## What is expected:
Please pull out every row below that contains the string "snowy", copying each one in full.

## Data rows:
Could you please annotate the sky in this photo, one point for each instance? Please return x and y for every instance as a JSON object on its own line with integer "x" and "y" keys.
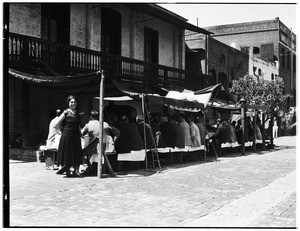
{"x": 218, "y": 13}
* * *
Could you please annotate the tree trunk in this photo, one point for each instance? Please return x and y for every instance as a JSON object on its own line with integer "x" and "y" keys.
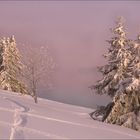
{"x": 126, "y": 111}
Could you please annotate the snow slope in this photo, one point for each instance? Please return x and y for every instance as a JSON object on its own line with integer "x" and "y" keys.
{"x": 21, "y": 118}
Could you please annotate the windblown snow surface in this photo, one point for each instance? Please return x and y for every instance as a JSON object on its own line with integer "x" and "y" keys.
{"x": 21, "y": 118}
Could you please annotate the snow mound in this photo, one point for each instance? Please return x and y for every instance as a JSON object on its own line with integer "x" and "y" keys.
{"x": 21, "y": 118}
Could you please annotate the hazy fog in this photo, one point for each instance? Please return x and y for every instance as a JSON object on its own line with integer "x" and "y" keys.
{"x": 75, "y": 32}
==
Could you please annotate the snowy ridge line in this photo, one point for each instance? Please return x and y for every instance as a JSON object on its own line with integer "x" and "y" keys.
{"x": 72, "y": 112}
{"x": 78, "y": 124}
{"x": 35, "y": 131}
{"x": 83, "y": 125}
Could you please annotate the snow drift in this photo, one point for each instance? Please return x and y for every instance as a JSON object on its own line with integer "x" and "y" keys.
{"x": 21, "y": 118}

## Right answer:
Could you please annotate the snowy ridge line in this photo, one point for each instance? Please return x and y for every instance as a JSON object on its own line with integer "x" and "y" keys.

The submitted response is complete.